> SOURCE MATERIAL:

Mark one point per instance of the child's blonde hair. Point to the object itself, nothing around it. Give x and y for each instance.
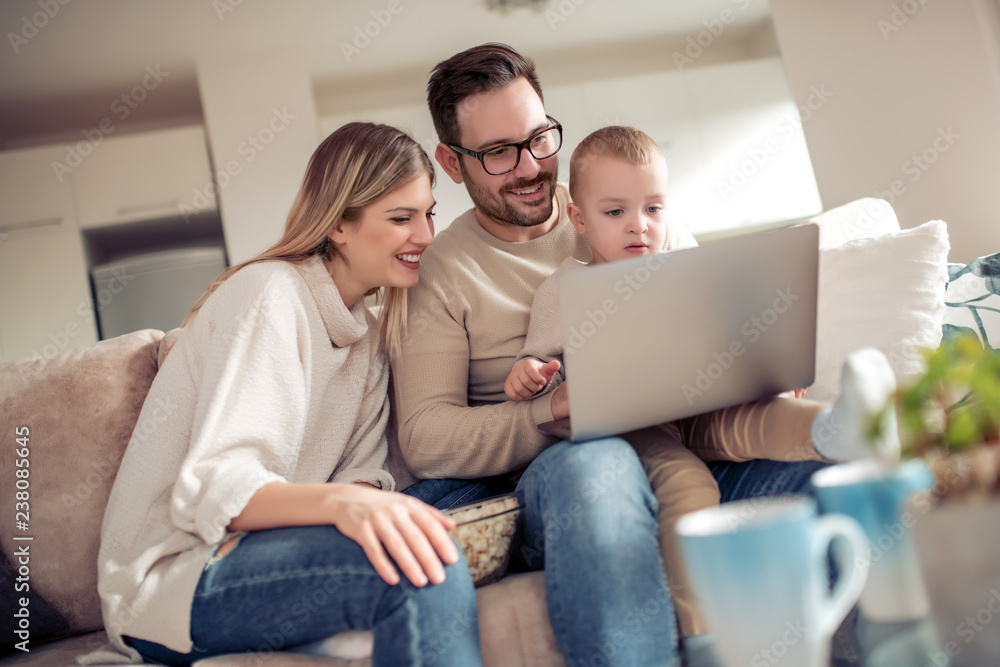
(625, 143)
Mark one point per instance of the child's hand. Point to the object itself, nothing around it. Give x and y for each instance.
(528, 378)
(794, 393)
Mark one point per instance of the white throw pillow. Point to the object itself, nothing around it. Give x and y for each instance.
(861, 218)
(886, 292)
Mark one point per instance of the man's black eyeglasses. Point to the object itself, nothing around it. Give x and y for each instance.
(503, 158)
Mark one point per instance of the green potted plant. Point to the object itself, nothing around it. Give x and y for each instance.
(950, 417)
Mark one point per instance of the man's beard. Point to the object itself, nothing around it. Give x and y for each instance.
(500, 208)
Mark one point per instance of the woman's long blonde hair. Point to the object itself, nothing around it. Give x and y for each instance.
(356, 165)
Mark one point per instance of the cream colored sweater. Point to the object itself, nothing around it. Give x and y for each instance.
(467, 319)
(275, 380)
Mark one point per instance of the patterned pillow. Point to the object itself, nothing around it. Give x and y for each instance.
(973, 300)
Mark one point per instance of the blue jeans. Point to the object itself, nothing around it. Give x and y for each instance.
(591, 524)
(282, 588)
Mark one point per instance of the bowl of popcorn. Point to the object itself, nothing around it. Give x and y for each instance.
(485, 530)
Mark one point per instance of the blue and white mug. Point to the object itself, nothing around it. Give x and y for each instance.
(759, 569)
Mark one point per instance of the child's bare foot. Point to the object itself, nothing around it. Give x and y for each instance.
(839, 432)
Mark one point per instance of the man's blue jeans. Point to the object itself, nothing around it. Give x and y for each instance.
(591, 525)
(282, 588)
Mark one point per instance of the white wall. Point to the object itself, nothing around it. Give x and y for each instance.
(261, 122)
(913, 114)
(730, 133)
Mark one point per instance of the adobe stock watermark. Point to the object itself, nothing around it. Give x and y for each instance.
(370, 30)
(562, 12)
(248, 149)
(919, 164)
(224, 7)
(31, 25)
(899, 16)
(752, 330)
(759, 156)
(121, 107)
(698, 43)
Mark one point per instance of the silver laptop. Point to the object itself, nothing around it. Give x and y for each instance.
(655, 339)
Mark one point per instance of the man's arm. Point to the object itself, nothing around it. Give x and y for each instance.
(440, 435)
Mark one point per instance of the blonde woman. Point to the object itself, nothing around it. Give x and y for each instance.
(253, 510)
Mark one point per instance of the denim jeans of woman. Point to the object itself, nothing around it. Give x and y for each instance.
(282, 588)
(591, 525)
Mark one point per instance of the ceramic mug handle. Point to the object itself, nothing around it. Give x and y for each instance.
(850, 578)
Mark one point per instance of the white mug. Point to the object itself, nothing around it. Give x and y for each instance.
(759, 569)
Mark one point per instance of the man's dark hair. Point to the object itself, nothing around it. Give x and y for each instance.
(477, 70)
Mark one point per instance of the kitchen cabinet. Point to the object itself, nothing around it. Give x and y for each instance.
(45, 297)
(147, 176)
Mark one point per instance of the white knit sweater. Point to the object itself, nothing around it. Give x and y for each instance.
(275, 380)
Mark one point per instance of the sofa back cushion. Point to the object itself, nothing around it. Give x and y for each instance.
(74, 413)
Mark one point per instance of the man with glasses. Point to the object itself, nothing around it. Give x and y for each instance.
(590, 516)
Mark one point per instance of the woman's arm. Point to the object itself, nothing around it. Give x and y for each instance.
(414, 534)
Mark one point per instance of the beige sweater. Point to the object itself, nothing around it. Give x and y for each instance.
(275, 380)
(467, 319)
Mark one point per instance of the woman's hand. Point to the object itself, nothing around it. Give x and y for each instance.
(413, 533)
(529, 377)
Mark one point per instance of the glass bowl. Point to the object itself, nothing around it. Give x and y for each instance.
(485, 530)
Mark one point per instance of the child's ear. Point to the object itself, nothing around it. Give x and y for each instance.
(448, 159)
(576, 217)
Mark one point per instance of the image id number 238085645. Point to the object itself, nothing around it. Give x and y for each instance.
(21, 561)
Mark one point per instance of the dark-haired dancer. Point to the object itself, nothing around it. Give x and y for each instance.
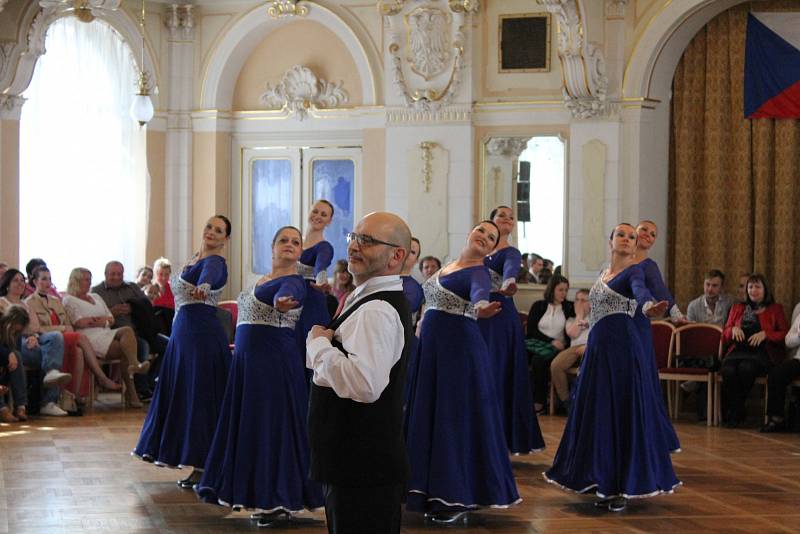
(454, 431)
(608, 444)
(180, 423)
(259, 457)
(504, 337)
(312, 265)
(646, 233)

> WORK TO BE COMPLETED: Could you transcribe all of the data exactly and omit the pictures?

> SOLUTION:
Mark one point per instance of the child's blonde hair. Point to the object itself, nothing around it. Give x and y for each instance.
(625, 143)
Mark one point per instance of the child's hand. Point to the object itself, nothing around it. Give x and y for each instance.
(528, 378)
(794, 393)
Mark one point per instance of the white throw pillow. Point to the object itself, nothing around it. Give x and y for each instance.
(861, 218)
(886, 292)
Mark one point per instance of the man's black eyeglasses. Point to the object itself, nothing around it. Give x and y for each instance.
(503, 158)
Mark one point per instance of the green potted plant. Point to the object itself, nothing around it. Give x and y for each instance.
(950, 417)
Mark one point per instance of the man's beard. Point to the object itself, nothing around it. Give x and y for each instance.
(500, 208)
Mark one point per instance of the woman's long blonde hair. Point to the object itself, nothing around it. Give x and y for each instance.
(356, 165)
Mark one point per instance of the cream colored sweater. Point to the object itself, nothing around it. Give x and y for each instance.
(467, 319)
(275, 380)
Mark one point per instance of the patterned pillow. Point to the object itself, nothing around it. Give x and y for each instance.
(973, 300)
Mark one point per instance of the blue jeans. Point to the object itself, nothing around it. Give x and y for each instance.
(591, 524)
(282, 588)
Mark one point per instance of the bowl of popcorn. Point to the object itself, nothing around it. Give x and y for each instance.
(485, 530)
Mark one point per instance of the blue and white mug. Point to the object itself, nothing around it. Give x and y for each instance.
(759, 569)
Mark one point per instance of the child's bare foot. Point to the object itself, nothing around it. Give x and y for each instance.
(839, 432)
Mark one point per instance of the man's blue jeans. Point to the object itself, nothing around it. Give x and y for each instance.
(591, 525)
(282, 588)
Mark one point per instance of the white wall. Point to the object itself, nothing around it. Give x and y for each instance.
(261, 122)
(913, 114)
(730, 133)
Mark one point per instance of the adobe stock watermark. Point to the object itself, nothing around it. Give x and y for each instance.
(370, 30)
(562, 12)
(248, 149)
(919, 164)
(224, 7)
(31, 25)
(899, 16)
(752, 330)
(759, 156)
(121, 107)
(698, 43)
Mark one point per instance of the silver laptop. Point to the object itself, nothing around it. Give x and y for each instance.
(655, 339)
Mark one point per instance of the man's arm. Point to the object itself, nothing around it. Give x and y for each instance.
(440, 435)
Mark one point per instance of the blonde woman. Point to the object itself, nothing around it. Give x and y for each instance.
(253, 510)
Mark one point per instance of the denim jeans of woman. Point to the object itself, nothing around it. Give x and y for each instance.
(282, 588)
(591, 525)
Mark one point per instance of the ceramic mug handle. Point to the object itself, nothing around it. Give x and y for each instance.
(850, 578)
Mark one point per instance of the white mug. Point to the object itself, nothing around it. Give x and y for each instance.
(759, 569)
Mark one point per instance of the man's dark hair. Point to the object itself, nothing around it. Give x and y for each instance.
(477, 70)
Mark one point per instance of the kitchen cabinet. Point to the object itself, nothing around it. Give x and y for each instance.
(45, 297)
(147, 176)
Mark one point per instance of the white knit sweater. Point to the object itself, nothing around it. Give x and y for each instance.
(275, 380)
Mark one point per instance of the sofa back cushion. Point to the object itself, nothing around it. Give x and y for each instance.
(74, 413)
Mark one point per instance of the man with glasses. Point to the object itself, nothing around it. Give x and y for each instance.
(590, 516)
Mark one point per instance of the woman's arm. Point to the object itself, nothing around it. Give x and y for each instance.
(414, 534)
Mark one point per instance of the beige sweater. Point to the object itself, nothing around it. Give x and y for each instance.
(275, 380)
(467, 319)
Mark one point per instance of the woman's hand. Point to the object itself, nothing around it. Give x and y for each instance.
(413, 533)
(529, 377)
Mark one point per instance of the glass bowl. Point to the object itself, nothing around it. Give x and y for each instance.
(485, 530)
Mark one point per instance of the child's ear. Point to the object itself, nothing around it. Give x and y for each instance.
(448, 159)
(576, 217)
Mark one point per instance of the image id number 238085645. Point to the object itself, nothing around it. Give x and y for each instance.
(21, 561)
Mark one point per instance of the dark-haired dancer. Point to the object itself, nothing around it. Give x and y for each instance.
(454, 431)
(608, 444)
(180, 423)
(259, 457)
(504, 337)
(312, 265)
(646, 233)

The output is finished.